* [EXERCISE AIM]
Reproduce the passage of the estate-planning column below word for word, from "stock; Joe owns" up to and including "on Joe's life.".

Friday, September 21, 2007

How A Second Opinion Cost The IRS

How A Second Opinion Cost The IRS
This is a war story. Joe, a 60-year old reader of this
column, owned 100% of Success Co. He called me and wanted
to know which of two estate plans he should choose.

Here are the significant facts: Joe's wife Mary is 53 years
old. His only child Sam "31 years old" has worked in the
business since he was 12. Sam owns one share of Success Co.
stock; Joe owns all the rest of the stock: 199 shares. The
business is worth $4 million and has enjoyed about a 10
percent growth in profits in each of the past five years.
This growth should continue into the future. Joe's total
net worth is $10 million including a residence, various
investments (mostly the real estate leased to Success Co.
and a portfolio of stocks and tax-free bonds) and $950,000
in a profit-sharing plan.

The two estate plans Joe asked me to review ("Give me a
second opinion"' in his words) follow. At the core of both
plans was a $4 million life insurance policy on Joe's life.
Plan #1. The life insurance policy would be owned by Sam.
Joe would gift Sam the annual premiums. At Joe's death Sam
would buy Success Co.'s 199 shares from Joe's estate for $4
million. Plan #2. Success Co. would own the $4 million in
life insurance keyman insurance and would redeem the 199
shares from Joe's estate. In the end, the final results
would be exactly the same: Sam would own 100 percent of
Success Co. and the estate would have $4 million in cash
instead of $4 million in stock.

* [EXCERPTED RECORDS]
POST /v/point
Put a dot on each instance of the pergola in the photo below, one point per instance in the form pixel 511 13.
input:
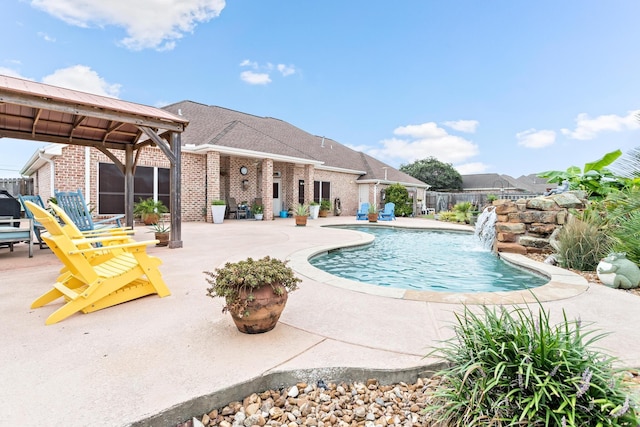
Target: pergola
pixel 40 112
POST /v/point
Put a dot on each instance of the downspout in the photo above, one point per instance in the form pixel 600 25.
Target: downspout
pixel 375 194
pixel 51 173
pixel 87 173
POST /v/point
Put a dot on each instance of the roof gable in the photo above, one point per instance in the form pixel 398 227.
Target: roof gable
pixel 228 128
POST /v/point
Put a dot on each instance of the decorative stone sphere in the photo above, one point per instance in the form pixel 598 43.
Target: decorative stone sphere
pixel 616 271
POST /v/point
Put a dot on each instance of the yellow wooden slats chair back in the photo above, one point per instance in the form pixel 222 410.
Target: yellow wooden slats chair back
pixel 89 283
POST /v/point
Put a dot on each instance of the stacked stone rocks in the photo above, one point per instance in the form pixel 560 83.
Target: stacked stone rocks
pixel 527 226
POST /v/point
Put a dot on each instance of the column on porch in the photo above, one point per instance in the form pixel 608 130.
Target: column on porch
pixel 267 188
pixel 213 180
pixel 309 172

* [TASK SOLUTION]
stock; Joe owns all the rest of the stock: 199 shares. The
business is worth $4 million and has enjoyed about a 10
percent growth in profits in each of the past five years.
This growth should continue into the future. Joe's total
net worth is $10 million including a residence, various
investments (mostly the real estate leased to Success Co.
and a portfolio of stocks and tax-free bonds) and $950,000
in a profit-sharing plan.

The two estate plans Joe asked me to review ("Give me a
second opinion"' in his words) follow. At the core of both
plans was a $4 million life insurance policy on Joe's life.